These entries must be printed again exactly as they are.

[Saved data entries]
============================================================

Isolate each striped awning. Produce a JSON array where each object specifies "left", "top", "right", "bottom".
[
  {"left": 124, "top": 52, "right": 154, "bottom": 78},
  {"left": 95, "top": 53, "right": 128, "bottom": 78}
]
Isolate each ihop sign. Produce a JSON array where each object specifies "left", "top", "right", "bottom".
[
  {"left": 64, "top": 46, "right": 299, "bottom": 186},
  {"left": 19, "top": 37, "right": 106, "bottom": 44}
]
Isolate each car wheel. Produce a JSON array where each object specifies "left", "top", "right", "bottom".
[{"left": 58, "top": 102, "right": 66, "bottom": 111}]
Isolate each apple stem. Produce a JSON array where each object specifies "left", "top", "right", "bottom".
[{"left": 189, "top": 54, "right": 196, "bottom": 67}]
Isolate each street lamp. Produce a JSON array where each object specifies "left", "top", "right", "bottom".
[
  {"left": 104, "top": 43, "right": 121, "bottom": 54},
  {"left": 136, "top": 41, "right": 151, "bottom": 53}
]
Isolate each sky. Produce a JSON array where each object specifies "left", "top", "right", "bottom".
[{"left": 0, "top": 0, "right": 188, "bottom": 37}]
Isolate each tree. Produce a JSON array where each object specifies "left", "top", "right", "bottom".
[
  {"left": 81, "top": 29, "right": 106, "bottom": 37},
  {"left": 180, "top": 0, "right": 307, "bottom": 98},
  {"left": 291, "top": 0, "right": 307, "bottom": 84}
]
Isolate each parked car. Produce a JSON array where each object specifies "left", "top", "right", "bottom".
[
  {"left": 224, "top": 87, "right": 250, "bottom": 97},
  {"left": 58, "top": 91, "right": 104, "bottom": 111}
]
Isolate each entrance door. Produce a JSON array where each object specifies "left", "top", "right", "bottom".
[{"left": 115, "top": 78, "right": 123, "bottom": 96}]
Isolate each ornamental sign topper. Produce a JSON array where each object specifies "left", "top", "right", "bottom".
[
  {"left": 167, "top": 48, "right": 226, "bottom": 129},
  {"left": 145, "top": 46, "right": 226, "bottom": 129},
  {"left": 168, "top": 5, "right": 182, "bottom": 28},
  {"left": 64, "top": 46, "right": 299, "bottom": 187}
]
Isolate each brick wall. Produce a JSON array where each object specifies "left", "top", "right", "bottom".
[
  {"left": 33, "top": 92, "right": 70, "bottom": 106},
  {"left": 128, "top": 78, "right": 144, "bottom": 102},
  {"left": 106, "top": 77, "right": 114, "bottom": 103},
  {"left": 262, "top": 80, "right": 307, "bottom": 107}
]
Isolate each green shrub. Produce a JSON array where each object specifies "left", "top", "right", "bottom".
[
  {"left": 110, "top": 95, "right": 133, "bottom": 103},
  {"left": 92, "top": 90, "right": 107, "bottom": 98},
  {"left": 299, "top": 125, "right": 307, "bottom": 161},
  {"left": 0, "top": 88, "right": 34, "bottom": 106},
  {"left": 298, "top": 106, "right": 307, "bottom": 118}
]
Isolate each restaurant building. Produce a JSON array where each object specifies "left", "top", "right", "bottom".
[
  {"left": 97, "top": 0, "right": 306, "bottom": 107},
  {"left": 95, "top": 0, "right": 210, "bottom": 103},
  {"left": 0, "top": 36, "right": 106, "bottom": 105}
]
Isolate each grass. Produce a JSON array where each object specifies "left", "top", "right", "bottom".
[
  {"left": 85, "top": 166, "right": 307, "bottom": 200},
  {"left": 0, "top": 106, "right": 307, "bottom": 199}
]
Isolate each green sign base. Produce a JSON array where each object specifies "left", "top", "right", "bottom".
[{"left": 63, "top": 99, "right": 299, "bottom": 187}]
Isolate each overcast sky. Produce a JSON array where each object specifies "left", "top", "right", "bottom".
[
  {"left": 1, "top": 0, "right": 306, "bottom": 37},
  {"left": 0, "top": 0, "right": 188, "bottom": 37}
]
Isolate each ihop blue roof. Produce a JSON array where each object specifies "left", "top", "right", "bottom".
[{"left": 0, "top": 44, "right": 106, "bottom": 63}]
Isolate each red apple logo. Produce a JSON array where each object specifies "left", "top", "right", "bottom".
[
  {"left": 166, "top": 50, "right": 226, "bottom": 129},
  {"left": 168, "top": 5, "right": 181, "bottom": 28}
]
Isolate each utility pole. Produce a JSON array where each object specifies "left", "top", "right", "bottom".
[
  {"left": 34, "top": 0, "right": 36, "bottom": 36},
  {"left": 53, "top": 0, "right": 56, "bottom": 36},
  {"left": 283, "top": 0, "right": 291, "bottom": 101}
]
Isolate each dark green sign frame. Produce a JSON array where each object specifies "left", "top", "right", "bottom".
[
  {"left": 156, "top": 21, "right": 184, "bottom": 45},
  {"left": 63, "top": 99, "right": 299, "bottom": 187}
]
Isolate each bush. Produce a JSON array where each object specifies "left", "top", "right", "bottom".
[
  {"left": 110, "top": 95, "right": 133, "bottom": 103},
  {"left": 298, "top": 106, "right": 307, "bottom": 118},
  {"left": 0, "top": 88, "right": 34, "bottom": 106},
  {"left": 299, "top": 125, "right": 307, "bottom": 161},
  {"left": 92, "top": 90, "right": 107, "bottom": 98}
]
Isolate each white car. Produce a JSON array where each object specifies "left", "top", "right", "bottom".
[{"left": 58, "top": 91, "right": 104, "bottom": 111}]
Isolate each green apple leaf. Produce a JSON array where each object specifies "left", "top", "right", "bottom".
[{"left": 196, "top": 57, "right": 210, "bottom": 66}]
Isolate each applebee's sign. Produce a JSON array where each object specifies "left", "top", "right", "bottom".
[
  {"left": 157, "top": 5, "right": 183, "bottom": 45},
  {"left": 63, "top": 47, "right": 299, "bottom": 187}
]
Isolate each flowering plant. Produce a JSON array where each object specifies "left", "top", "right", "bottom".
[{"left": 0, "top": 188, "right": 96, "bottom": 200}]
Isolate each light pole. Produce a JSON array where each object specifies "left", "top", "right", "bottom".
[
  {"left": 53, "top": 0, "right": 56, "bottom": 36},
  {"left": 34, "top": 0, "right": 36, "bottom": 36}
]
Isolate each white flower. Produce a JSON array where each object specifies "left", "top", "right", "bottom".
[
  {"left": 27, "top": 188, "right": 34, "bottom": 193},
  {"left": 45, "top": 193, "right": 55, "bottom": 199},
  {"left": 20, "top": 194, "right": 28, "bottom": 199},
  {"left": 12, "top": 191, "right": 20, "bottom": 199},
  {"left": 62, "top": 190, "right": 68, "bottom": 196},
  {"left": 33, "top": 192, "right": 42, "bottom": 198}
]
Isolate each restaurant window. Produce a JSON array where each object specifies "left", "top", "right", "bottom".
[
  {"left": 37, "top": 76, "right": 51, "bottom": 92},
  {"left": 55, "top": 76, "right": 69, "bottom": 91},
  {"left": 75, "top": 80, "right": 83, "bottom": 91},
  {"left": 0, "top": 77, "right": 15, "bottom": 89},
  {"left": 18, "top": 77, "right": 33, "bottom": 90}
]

============================================================

• [SOLUTION TO THE EXERCISE]:
Isolate each striped awning. Produce a JSON array where each object specifies "left", "top", "right", "bottom".
[
  {"left": 124, "top": 52, "right": 154, "bottom": 78},
  {"left": 95, "top": 53, "right": 128, "bottom": 78}
]
Isolate each ihop sign. Produce a JSON array where each object specifies "left", "top", "right", "bottom".
[
  {"left": 64, "top": 46, "right": 299, "bottom": 186},
  {"left": 19, "top": 37, "right": 106, "bottom": 44}
]
Isolate each car wheel. Produce a JSON array where each object specifies "left", "top", "right", "bottom".
[{"left": 58, "top": 102, "right": 66, "bottom": 111}]
Isolate each apple stem. Produce a JSON array where each object specifies "left", "top", "right", "bottom".
[{"left": 189, "top": 54, "right": 196, "bottom": 67}]
Isolate each street lamp. Produce a JSON array where each object specifies "left", "top", "right", "bottom".
[
  {"left": 104, "top": 43, "right": 121, "bottom": 54},
  {"left": 136, "top": 41, "right": 151, "bottom": 53}
]
Isolate each sky. Produce a JSON array where each object specifies "left", "top", "right", "bottom".
[{"left": 0, "top": 0, "right": 188, "bottom": 37}]
Isolate each tree. Produce a JSON array where each object specifies "left", "top", "right", "bottom".
[
  {"left": 81, "top": 29, "right": 106, "bottom": 37},
  {"left": 180, "top": 0, "right": 307, "bottom": 98},
  {"left": 291, "top": 0, "right": 307, "bottom": 84}
]
Isolate each parked car. Produce a JSON array where each object specifies "left", "top", "right", "bottom".
[
  {"left": 224, "top": 87, "right": 250, "bottom": 97},
  {"left": 58, "top": 91, "right": 104, "bottom": 111}
]
Isolate each entrance door. Produce a JSON array where each object specifies "left", "top", "right", "bottom".
[{"left": 115, "top": 78, "right": 123, "bottom": 96}]
Isolate each ornamental sign topper. Produce a JSON array where each object specifies "left", "top", "right", "bottom".
[
  {"left": 167, "top": 48, "right": 226, "bottom": 129},
  {"left": 145, "top": 46, "right": 226, "bottom": 129},
  {"left": 168, "top": 5, "right": 182, "bottom": 28},
  {"left": 64, "top": 46, "right": 299, "bottom": 187}
]
Isolate each brick wall. Produce a JSON array where each object specifies "left", "top", "right", "bottom".
[
  {"left": 33, "top": 92, "right": 70, "bottom": 106},
  {"left": 128, "top": 78, "right": 144, "bottom": 102},
  {"left": 106, "top": 77, "right": 114, "bottom": 103},
  {"left": 262, "top": 80, "right": 307, "bottom": 107}
]
Isolate each green shrub. Produce a JSON array where each object specifies "left", "top", "right", "bottom".
[
  {"left": 110, "top": 95, "right": 133, "bottom": 103},
  {"left": 92, "top": 90, "right": 107, "bottom": 98},
  {"left": 299, "top": 125, "right": 307, "bottom": 161},
  {"left": 0, "top": 88, "right": 34, "bottom": 106},
  {"left": 298, "top": 106, "right": 307, "bottom": 118}
]
Isolate each restaurant building. Produce a JSON array where each object specifies "left", "top", "right", "bottom".
[
  {"left": 97, "top": 0, "right": 306, "bottom": 107},
  {"left": 95, "top": 0, "right": 210, "bottom": 103},
  {"left": 0, "top": 36, "right": 106, "bottom": 105}
]
Isolate each grass. Produce a JSON array where each object specifies "left", "top", "right", "bottom".
[
  {"left": 85, "top": 166, "right": 307, "bottom": 200},
  {"left": 0, "top": 106, "right": 307, "bottom": 199}
]
Isolate each green sign base. Produce a JSON array where each object specifies "left", "top", "right", "bottom".
[{"left": 63, "top": 99, "right": 299, "bottom": 187}]
Isolate each overcast sky. Produce a JSON array where each object specifies "left", "top", "right", "bottom".
[
  {"left": 1, "top": 0, "right": 306, "bottom": 37},
  {"left": 0, "top": 0, "right": 188, "bottom": 37}
]
Isolate each ihop blue roof. Produce a JSON array where each object specifies "left", "top", "right", "bottom".
[{"left": 0, "top": 44, "right": 106, "bottom": 63}]
Isolate each red apple logo. Produce a JSON array where each object specifies "left", "top", "right", "bottom".
[
  {"left": 166, "top": 50, "right": 226, "bottom": 129},
  {"left": 168, "top": 5, "right": 181, "bottom": 28}
]
Isolate each utility pole. Produce a JSON array where each object specifies "left", "top", "right", "bottom".
[
  {"left": 34, "top": 0, "right": 36, "bottom": 36},
  {"left": 53, "top": 0, "right": 56, "bottom": 36},
  {"left": 283, "top": 0, "right": 291, "bottom": 101}
]
Isolate each dark green sign frame. Produce a JSON array where each object specifies "left", "top", "right", "bottom".
[
  {"left": 156, "top": 21, "right": 184, "bottom": 45},
  {"left": 63, "top": 99, "right": 299, "bottom": 187}
]
Isolate each bush. Produce a JSON array where each object specifies "left", "top", "right", "bottom".
[
  {"left": 110, "top": 95, "right": 133, "bottom": 103},
  {"left": 298, "top": 106, "right": 307, "bottom": 118},
  {"left": 0, "top": 88, "right": 34, "bottom": 106},
  {"left": 299, "top": 125, "right": 307, "bottom": 161},
  {"left": 92, "top": 90, "right": 107, "bottom": 98}
]
Isolate each white car. Produce a JSON array where each object specifies "left", "top", "right", "bottom".
[{"left": 58, "top": 91, "right": 104, "bottom": 111}]
Isolate each green apple leaf. Produce a JSON array where each object specifies "left", "top", "right", "bottom".
[{"left": 196, "top": 57, "right": 210, "bottom": 66}]
Isolate each applebee's sign. Produce a JSON array where each object specifies "left", "top", "right", "bottom".
[
  {"left": 157, "top": 5, "right": 183, "bottom": 45},
  {"left": 63, "top": 47, "right": 299, "bottom": 187}
]
Isolate each flowering plant. Produce a JSON array where each object specifies "left", "top", "right", "bottom".
[{"left": 0, "top": 188, "right": 96, "bottom": 200}]
Isolate each light pole. Produce a JSON array where each object specifies "left", "top", "right", "bottom".
[
  {"left": 53, "top": 0, "right": 56, "bottom": 36},
  {"left": 34, "top": 0, "right": 36, "bottom": 36}
]
Isolate each white flower. Produce a JSON array where each object specifies "left", "top", "right", "bottom".
[
  {"left": 27, "top": 188, "right": 34, "bottom": 193},
  {"left": 45, "top": 193, "right": 55, "bottom": 199},
  {"left": 20, "top": 194, "right": 28, "bottom": 199},
  {"left": 12, "top": 191, "right": 20, "bottom": 199},
  {"left": 62, "top": 190, "right": 68, "bottom": 196},
  {"left": 33, "top": 192, "right": 42, "bottom": 198}
]
Isolate each restaurant window. Produce a JSON array where each object specifies "left", "top", "right", "bottom".
[
  {"left": 37, "top": 76, "right": 51, "bottom": 92},
  {"left": 55, "top": 76, "right": 69, "bottom": 91},
  {"left": 75, "top": 80, "right": 83, "bottom": 91},
  {"left": 0, "top": 77, "right": 15, "bottom": 89},
  {"left": 18, "top": 77, "right": 33, "bottom": 90}
]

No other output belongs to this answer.